* **ABOUT THIS EXERCISE**
Find the line with "Q: Put a point on each instance of the hill" and the line with "Sample: x=118 y=143" in the entries below; output exactly those two lines, every line between them, and no others.

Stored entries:

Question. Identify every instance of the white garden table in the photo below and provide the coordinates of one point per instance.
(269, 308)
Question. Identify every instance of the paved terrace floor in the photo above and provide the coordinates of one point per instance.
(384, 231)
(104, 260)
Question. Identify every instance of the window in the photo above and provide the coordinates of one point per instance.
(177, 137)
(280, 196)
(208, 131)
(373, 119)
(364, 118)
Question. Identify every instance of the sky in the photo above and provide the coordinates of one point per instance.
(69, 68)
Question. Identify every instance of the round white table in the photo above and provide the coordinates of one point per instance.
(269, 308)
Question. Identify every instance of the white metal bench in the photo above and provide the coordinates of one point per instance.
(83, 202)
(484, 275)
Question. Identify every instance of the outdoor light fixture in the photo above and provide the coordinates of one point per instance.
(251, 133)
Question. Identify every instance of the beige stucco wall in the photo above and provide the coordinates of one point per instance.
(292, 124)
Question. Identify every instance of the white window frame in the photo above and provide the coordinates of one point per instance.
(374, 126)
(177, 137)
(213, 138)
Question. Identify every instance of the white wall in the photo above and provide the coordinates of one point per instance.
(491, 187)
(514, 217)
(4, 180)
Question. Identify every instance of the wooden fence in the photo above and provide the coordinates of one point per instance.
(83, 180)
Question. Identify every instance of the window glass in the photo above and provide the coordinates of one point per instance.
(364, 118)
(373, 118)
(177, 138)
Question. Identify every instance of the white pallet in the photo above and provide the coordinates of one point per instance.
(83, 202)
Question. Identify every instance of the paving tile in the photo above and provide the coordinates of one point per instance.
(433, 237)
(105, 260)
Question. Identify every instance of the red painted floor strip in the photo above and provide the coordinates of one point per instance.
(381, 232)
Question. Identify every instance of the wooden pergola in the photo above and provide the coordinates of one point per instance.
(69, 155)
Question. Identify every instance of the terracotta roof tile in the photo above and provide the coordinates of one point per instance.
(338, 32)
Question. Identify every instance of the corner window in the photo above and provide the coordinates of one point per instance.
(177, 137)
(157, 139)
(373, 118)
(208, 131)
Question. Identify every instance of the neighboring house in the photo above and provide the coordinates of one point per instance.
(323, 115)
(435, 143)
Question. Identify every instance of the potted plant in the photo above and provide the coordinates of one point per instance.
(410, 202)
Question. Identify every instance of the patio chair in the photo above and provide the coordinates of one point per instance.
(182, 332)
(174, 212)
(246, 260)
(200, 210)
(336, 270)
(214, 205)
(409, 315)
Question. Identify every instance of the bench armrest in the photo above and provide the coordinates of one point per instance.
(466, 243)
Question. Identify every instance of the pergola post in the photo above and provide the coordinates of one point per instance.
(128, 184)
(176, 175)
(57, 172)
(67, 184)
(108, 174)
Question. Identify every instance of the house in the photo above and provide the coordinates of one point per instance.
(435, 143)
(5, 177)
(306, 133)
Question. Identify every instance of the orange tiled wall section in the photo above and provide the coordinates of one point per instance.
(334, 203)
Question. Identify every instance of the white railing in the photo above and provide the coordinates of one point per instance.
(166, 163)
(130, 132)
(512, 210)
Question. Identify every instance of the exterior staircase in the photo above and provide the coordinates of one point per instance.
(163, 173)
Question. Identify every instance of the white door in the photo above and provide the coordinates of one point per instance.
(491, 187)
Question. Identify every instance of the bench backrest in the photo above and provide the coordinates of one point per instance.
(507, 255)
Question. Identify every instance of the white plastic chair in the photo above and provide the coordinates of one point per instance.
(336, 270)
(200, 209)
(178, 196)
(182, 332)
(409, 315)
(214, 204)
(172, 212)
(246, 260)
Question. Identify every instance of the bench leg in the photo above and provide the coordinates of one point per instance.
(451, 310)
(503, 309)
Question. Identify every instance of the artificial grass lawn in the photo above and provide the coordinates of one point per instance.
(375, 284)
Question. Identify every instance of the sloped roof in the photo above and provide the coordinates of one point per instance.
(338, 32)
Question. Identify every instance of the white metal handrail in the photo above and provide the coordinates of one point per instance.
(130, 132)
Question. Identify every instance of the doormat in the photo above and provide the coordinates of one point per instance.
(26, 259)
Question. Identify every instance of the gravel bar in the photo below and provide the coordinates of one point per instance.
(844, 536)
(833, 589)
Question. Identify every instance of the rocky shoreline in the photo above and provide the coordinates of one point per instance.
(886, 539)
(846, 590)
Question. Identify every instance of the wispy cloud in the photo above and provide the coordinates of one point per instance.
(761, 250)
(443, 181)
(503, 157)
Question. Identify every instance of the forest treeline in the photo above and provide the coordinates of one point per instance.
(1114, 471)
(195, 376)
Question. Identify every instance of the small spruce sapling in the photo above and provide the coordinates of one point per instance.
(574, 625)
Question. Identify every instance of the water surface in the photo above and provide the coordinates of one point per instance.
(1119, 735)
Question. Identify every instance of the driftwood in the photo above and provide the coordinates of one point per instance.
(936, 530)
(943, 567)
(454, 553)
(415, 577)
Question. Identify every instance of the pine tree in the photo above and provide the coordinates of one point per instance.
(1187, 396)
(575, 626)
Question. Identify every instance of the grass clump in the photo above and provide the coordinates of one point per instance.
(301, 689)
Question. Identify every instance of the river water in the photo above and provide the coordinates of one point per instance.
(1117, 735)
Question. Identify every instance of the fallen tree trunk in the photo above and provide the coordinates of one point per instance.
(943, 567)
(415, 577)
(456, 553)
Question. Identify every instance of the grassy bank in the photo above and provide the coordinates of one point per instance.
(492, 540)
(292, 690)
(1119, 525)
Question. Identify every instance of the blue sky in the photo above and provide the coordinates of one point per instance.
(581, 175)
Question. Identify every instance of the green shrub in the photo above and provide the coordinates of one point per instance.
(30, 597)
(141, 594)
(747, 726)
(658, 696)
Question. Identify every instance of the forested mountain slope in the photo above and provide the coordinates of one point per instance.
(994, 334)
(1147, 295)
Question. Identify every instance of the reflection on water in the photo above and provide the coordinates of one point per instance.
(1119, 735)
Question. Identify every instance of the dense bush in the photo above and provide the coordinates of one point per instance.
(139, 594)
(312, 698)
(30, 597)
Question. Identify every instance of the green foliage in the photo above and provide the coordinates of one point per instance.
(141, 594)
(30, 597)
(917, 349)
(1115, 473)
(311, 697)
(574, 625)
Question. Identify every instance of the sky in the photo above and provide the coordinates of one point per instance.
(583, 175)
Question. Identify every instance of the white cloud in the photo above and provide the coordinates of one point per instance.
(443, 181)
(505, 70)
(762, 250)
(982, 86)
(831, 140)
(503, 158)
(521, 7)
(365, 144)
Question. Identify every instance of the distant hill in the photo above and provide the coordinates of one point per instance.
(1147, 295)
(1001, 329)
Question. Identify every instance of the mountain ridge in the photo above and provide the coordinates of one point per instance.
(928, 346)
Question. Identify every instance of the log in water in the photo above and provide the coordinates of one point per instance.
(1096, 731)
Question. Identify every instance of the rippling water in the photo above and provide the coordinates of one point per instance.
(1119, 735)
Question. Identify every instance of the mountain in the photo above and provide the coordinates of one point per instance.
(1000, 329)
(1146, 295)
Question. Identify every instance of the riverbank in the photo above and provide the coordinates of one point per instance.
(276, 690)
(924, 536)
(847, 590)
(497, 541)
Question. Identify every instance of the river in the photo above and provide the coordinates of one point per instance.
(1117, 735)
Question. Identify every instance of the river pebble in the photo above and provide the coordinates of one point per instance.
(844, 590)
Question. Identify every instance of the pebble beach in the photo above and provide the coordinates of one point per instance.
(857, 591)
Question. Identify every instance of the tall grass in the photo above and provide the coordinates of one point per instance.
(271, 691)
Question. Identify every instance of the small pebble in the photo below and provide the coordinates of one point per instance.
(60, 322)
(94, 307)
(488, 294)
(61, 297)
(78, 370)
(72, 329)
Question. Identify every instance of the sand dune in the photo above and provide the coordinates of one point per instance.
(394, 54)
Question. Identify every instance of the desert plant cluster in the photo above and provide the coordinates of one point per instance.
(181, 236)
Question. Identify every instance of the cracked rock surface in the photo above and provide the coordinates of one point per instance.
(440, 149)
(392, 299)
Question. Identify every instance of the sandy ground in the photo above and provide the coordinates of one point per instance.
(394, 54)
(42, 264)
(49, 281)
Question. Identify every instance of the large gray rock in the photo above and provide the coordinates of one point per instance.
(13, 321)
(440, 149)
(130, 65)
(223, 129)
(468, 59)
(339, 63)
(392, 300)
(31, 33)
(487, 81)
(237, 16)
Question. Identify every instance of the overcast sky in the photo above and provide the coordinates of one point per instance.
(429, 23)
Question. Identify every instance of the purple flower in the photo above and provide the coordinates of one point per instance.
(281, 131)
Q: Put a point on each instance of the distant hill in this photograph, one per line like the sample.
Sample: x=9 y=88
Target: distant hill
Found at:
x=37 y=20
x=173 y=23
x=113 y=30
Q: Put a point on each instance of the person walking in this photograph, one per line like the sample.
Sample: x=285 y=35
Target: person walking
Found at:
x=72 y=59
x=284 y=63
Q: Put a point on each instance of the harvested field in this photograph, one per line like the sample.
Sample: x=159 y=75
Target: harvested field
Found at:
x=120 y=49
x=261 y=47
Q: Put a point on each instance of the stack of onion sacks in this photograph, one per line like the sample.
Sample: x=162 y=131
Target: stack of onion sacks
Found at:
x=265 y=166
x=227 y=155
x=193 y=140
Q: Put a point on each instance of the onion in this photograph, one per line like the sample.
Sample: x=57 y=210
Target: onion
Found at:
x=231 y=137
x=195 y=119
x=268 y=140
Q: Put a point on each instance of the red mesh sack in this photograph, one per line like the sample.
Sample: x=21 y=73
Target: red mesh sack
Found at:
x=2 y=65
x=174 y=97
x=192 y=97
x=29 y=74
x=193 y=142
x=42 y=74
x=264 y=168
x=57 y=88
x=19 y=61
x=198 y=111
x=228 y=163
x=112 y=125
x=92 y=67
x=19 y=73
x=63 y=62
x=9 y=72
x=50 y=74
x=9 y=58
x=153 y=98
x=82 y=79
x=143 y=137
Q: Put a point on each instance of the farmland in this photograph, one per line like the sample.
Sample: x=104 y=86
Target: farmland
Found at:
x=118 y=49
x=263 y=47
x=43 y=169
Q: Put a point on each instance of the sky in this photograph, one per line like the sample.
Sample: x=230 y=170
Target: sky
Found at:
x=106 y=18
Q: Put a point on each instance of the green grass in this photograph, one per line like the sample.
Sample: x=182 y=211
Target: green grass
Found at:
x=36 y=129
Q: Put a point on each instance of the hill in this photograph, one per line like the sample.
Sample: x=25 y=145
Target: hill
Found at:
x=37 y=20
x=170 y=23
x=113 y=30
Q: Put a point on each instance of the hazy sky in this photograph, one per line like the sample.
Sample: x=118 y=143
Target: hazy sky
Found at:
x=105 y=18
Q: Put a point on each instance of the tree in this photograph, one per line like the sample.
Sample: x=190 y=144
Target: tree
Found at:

* **REPLY**
Q: Put a point on each instance of the hill in this photograph, one per line like the sample.
Sample: x=25 y=145
Target: hill
Found at:
x=37 y=20
x=170 y=23
x=113 y=30
Q: Put a point on each instance of the hazy sky in this photograph, one per line like the sample.
Sample: x=118 y=143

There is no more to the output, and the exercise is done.